** PROBLEM REQUIREMENTS **
Make an exact copy of the data below, leaving out every picture.
════════
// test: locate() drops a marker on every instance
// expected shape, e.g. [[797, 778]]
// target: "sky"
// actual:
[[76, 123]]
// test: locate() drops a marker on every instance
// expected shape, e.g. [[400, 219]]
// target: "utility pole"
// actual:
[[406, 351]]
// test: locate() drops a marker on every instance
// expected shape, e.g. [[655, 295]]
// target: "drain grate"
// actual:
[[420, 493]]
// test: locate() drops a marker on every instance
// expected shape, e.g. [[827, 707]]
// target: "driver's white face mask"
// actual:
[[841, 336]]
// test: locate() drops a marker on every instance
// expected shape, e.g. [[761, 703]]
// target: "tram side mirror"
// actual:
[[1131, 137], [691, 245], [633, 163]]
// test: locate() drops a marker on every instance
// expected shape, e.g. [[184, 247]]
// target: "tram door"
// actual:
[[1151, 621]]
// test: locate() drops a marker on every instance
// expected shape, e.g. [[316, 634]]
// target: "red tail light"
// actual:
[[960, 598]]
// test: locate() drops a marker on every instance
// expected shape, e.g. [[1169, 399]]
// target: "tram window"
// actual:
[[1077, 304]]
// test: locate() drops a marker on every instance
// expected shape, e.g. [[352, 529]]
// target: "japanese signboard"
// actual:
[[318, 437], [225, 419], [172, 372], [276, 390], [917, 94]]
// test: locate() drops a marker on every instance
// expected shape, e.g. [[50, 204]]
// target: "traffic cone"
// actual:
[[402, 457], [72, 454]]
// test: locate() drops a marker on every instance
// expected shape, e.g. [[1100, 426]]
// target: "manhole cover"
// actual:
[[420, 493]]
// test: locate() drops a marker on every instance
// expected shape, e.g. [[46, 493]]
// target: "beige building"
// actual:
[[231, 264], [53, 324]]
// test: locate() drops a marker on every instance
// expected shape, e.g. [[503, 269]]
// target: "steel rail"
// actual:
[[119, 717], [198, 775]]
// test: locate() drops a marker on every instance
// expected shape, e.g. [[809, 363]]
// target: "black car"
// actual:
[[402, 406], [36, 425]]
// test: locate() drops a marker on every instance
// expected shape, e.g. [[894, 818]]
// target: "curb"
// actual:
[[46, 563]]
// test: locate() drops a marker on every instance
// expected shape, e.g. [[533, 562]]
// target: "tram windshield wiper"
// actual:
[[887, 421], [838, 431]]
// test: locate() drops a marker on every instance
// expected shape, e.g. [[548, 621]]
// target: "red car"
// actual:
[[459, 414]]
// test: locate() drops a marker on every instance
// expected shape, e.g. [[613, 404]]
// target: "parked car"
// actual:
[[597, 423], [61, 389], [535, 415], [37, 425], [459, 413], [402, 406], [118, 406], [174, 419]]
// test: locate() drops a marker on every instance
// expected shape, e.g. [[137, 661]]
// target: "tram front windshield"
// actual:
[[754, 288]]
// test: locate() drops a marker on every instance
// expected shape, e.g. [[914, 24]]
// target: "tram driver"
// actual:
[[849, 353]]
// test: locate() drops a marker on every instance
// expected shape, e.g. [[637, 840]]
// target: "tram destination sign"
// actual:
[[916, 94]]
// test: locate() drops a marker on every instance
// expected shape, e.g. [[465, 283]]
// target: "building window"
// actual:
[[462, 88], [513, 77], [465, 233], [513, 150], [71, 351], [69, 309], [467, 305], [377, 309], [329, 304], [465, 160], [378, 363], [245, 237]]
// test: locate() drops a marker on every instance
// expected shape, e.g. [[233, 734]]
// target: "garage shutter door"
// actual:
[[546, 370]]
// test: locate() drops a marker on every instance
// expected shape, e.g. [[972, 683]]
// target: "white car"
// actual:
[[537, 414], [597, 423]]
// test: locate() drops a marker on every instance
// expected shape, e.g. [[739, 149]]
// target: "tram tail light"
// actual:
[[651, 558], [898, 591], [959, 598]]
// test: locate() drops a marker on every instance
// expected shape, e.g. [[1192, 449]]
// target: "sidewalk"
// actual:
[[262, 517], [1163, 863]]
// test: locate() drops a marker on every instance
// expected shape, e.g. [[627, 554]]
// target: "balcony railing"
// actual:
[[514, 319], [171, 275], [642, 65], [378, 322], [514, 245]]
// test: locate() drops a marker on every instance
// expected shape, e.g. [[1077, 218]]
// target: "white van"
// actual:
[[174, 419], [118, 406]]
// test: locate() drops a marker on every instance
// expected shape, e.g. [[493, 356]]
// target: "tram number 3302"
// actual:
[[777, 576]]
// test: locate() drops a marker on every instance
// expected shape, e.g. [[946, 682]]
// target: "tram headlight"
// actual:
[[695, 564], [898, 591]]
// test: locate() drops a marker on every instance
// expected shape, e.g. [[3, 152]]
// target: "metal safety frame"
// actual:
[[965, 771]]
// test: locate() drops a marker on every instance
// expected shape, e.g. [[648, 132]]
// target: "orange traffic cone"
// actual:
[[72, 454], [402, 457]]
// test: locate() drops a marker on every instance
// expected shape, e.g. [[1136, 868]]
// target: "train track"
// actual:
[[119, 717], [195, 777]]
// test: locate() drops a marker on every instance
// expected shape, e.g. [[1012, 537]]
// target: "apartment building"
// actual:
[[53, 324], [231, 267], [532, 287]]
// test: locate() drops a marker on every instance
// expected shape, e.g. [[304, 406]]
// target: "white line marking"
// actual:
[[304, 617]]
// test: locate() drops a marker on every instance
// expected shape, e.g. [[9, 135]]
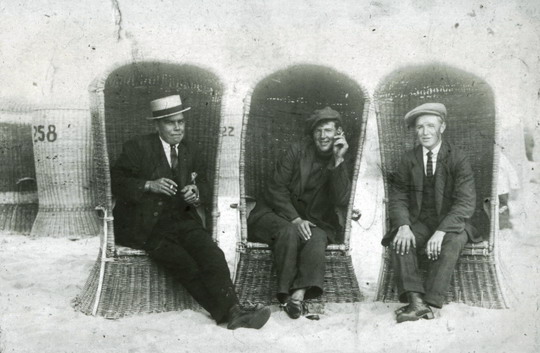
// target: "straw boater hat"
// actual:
[[166, 106], [425, 109]]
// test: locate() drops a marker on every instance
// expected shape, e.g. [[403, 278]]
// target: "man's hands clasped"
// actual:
[[165, 186], [162, 186], [303, 227], [405, 240]]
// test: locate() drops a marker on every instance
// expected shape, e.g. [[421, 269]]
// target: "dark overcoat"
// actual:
[[287, 185], [136, 211]]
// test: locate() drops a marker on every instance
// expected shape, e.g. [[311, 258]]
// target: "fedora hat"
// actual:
[[321, 115], [425, 109], [166, 106]]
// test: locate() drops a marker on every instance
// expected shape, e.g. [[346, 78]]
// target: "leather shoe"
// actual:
[[417, 309], [248, 317], [401, 309], [294, 308]]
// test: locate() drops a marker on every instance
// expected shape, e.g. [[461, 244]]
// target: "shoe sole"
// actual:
════════
** OUTPUT OF THE TASK **
// test: locate() drops a marker on every instance
// expected shape, e.g. [[797, 778]]
// target: "sky"
// actual:
[[76, 123]]
// test: locate() drops a marker on every instance
// expected shape, e.g. [[400, 219]]
// target: "utility pole"
// actual:
[[406, 351]]
// test: locate() drops a marker on every instance
// expected shape, e.g. [[655, 295]]
// target: "drain grate"
// actual:
[[420, 493]]
// test: locate() drops a marker on every instance
// expected shape, e.g. [[827, 707]]
// target: "driver's white face mask"
// actual:
[[841, 336]]
// test: locate() drops a marker on every instance
// expected shape, e.g. [[761, 703]]
// target: "tram side mirror"
// actual:
[[1131, 137], [691, 245], [633, 163]]
// test: locate() drops a marker on every instance
// expected shape, e.g. [[184, 247]]
// target: "tram door"
// actual:
[[1151, 621]]
// test: locate() drops a marker on every instance
// expected shape, e.g. [[316, 634]]
// target: "red tail light"
// actual:
[[960, 598]]
// test: locate() drops a marker on every instance
// expected shape, e.g. [[1169, 399]]
// target: "tram window"
// actual:
[[1077, 304]]
// test: locate() drops a marker on every instance
// expected shape, e.g. [[352, 529]]
// target: "japanese signboard"
// actual:
[[318, 437], [225, 419], [172, 372], [276, 390], [917, 94]]
// test: locate() drops a marker on every instance
// expected shape, e.g. [[50, 204]]
// target: "traffic cone"
// actual:
[[402, 457], [72, 454]]
// test: locate() drops a marker on every instance
// expected shape, e.g. [[1100, 426]]
// target: "manhole cover"
// actual:
[[420, 493]]
// test: locate() drops a marker on every instance
// expected shape, e.g. [[46, 493]]
// target: "beige building"
// actual:
[[231, 264], [53, 324]]
// test: locate() drops a marker on every instance
// expected shape, e.g. [[503, 269]]
// target: "steel rail"
// actual:
[[119, 717], [198, 775]]
// test: locate() drops a marker on every instance
// expected shape, e.g. [[809, 363]]
// target: "black car"
// actual:
[[402, 406], [36, 425]]
// test: locate() drops a marker on every instance
// expected shape, e.g. [[894, 818]]
// target: "curb"
// actual:
[[46, 563]]
// test: locate() drops a marker on every instance
// expected shape, e.g. [[533, 562]]
// target: "tram windshield wiper"
// actual:
[[887, 421], [838, 431]]
// test: locate() drops a marker on every instance
// expected shape, e.g. [[548, 621]]
// target: "red car"
// actual:
[[459, 414]]
// test: locate() drops a marker on every instance
// expected shape, e.g. [[613, 404]]
// target: "parked car"
// actual:
[[597, 423], [61, 389], [535, 415], [37, 425], [459, 413], [402, 406], [118, 406], [174, 419]]
// test: locate() drops a marker on every instance
// expected shape, e.g. [[137, 661]]
// target: "tram front windshield"
// actual:
[[754, 288]]
// test: locate() drops a marker on every instance
// expected shape, e.g. [[914, 24]]
// target: "tram driver"
// actual:
[[849, 353]]
// test: locate() drops a marker on every instance
// expected shape, e.g. [[637, 840]]
// target: "tram destination sign"
// actual:
[[916, 94]]
// test: locate() drops a marker on every instance
// expected shape, e.g. [[465, 283]]
// target: "building window"
// actual:
[[462, 88], [513, 77], [465, 233], [513, 150], [71, 351], [69, 309], [467, 305], [377, 309], [329, 304], [465, 160], [378, 363], [245, 237]]
// test: locate() drops a marker on every instance
// expected shape, e.g. [[233, 734]]
// target: "garage shutter door"
// actual:
[[546, 370]]
// test: locate() drops a marker on every instance
// expected shape, e.g. [[972, 683]]
// target: "white car"
// actual:
[[537, 414], [597, 423]]
// test: locate() drops a marker on every instance
// expected shape, e.g. [[739, 149]]
// target: "tram tail light"
// actual:
[[651, 558], [898, 591], [959, 598]]
// test: locate() drops a marker on every instance
// expected shape, e.g. [[1192, 449]]
// target: "sidewalk"
// actual:
[[262, 517], [1163, 863]]
// test: locate() drops a marker on every instance
// expected shape, e.g. [[627, 554]]
// target: "balcony railing"
// actual:
[[514, 319], [171, 275], [642, 65], [378, 322], [514, 245]]
// test: locate() drops a marker on every instance
// expected shape, e.g. [[1077, 218]]
// target: "white van"
// actual:
[[174, 419], [118, 406]]
// test: locate() drops a marker on every instance
// expected shape, e.g. [[493, 356]]
// target: "tram number 3302"
// actual:
[[777, 576]]
// test: locate() drops a marker on every instance
// expected shape, e.g. [[946, 682]]
// target: "tram headlight"
// actual:
[[695, 564], [898, 591]]
// test: locate() drops a marker on every instance
// expected shape, e.g. [[3, 152]]
// target: "metal safety frame"
// actual:
[[965, 771]]
// test: locate() drops a marker on every instance
// expected shape, e.g. [[648, 132]]
// target: "orange traffic cone"
// actual:
[[72, 454], [402, 457]]
// test: locate() drops a marker on every instance
// expected shape, e.g. [[1136, 868]]
// target: "train track"
// actual:
[[119, 717], [195, 777]]
// test: locate() drops a marker on every instance
// expected shape, e.g. [[1012, 537]]
// target: "apartment building"
// actual:
[[53, 324], [231, 267], [532, 287]]
// test: locate() drops a marker on every instance
// expected shape, e.g. [[304, 406]]
// target: "white line marking"
// actual:
[[304, 617]]
// test: locate() drops a marker on every instance
// expected shape, e.g. [[9, 135]]
// target: "straw boater hat"
// actual:
[[166, 106], [425, 109]]
// test: locate() drops a marker on every instance
// expected shape, e.g. [[403, 278]]
// target: "man's hands clasped"
// actual:
[[165, 186], [162, 186], [303, 227], [405, 240]]
// test: locate() drops a marker on every instance
// expected shape, e.g. [[421, 269]]
// target: "dark overcoat"
// actual:
[[287, 185], [136, 211]]
// test: locate() drops a marker on every instance
// expected shape, e.g. [[311, 258]]
// target: "fedora hat"
// actual:
[[321, 115], [425, 109], [166, 106]]
// test: locate() drops a marker on every instance
// expected shape, e.g. [[346, 78]]
// target: "leather shoe"
// actual:
[[417, 309], [248, 317], [401, 309], [294, 308]]
// test: locate() drops a marker on every instance
// expected shape, e.g. [[461, 244]]
// target: "shoe sole"
// actual:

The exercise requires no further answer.